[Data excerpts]

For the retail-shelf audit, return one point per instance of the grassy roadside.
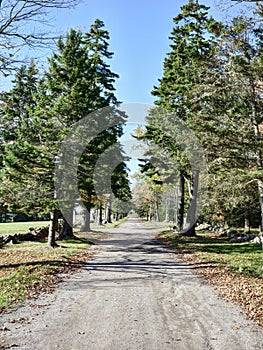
(30, 268)
(235, 270)
(20, 227)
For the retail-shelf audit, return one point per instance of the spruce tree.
(80, 82)
(192, 49)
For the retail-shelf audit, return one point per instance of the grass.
(30, 268)
(20, 227)
(241, 258)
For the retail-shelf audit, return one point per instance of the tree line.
(37, 114)
(212, 81)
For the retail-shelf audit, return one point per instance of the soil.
(134, 294)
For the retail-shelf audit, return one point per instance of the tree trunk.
(67, 227)
(85, 224)
(189, 229)
(260, 190)
(108, 212)
(157, 219)
(53, 224)
(247, 220)
(100, 219)
(180, 207)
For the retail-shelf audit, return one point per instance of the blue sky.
(139, 31)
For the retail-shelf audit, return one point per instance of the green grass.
(20, 227)
(241, 258)
(28, 268)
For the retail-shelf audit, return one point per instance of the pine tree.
(81, 82)
(185, 66)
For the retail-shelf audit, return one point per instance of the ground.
(134, 294)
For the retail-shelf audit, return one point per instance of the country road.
(134, 294)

# [TASK STATEMENT]
Set down each entry again exactly as written. Pictures stay out.

# [TASK SOLUTION]
For the retail-shelf audit, return one point per instance of the grassy roadside.
(30, 268)
(235, 270)
(20, 227)
For the retail-shelf audit, return one point per instance of the spruce tree.
(80, 82)
(192, 49)
For the retail-shelf audit, return one point per instance of the grass.
(30, 268)
(20, 227)
(241, 258)
For the retail-shelf audit, return one point per instance of the tree line.
(37, 114)
(212, 81)
For the retail-shelf audit, return one point per instance of the soil.
(134, 294)
For the retail-shelf audit, return one point per instance of the tree trunk.
(67, 227)
(85, 224)
(189, 229)
(260, 190)
(108, 212)
(157, 219)
(53, 224)
(247, 220)
(100, 219)
(180, 207)
For the retail-shelf audit, return one point per instance of the blue sky.
(139, 31)
For the retail-shelf audit, return one point per instance of the green grass.
(20, 227)
(241, 258)
(28, 268)
For the retail-shelf audit, return one point per instance of the pine tree.
(81, 82)
(185, 66)
For the retail-shelf audit, return one point per instance of the ground.
(134, 294)
For the retail-shelf audit, return one point per instance of the country road.
(134, 294)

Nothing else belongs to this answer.